(Excerpts from a point labeling dataset)
-- START --
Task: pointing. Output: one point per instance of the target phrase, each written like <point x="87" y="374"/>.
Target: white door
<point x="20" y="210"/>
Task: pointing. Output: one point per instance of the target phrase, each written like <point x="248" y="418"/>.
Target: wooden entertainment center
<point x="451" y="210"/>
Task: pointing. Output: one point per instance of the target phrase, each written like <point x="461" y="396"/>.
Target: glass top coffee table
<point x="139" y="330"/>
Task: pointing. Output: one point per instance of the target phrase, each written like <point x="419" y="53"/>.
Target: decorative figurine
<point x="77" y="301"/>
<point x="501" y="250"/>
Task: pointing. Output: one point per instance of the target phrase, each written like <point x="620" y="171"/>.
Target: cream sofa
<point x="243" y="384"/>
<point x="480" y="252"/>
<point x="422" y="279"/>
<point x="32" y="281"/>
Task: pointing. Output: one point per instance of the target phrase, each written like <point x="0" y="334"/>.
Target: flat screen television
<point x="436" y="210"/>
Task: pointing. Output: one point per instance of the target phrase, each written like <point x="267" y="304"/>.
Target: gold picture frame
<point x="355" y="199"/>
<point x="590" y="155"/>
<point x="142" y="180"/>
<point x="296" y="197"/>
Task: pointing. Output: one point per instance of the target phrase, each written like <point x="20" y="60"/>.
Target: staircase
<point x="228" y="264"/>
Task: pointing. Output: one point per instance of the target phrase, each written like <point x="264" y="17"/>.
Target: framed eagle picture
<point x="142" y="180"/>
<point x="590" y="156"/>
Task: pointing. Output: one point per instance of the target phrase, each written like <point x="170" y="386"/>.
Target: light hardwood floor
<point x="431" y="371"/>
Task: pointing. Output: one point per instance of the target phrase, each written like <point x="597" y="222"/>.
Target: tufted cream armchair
-- END --
* _Direction_: How many lines of the material above contain the word "instance" with matching case? Reply with the number only.

* _Output of the task_: 11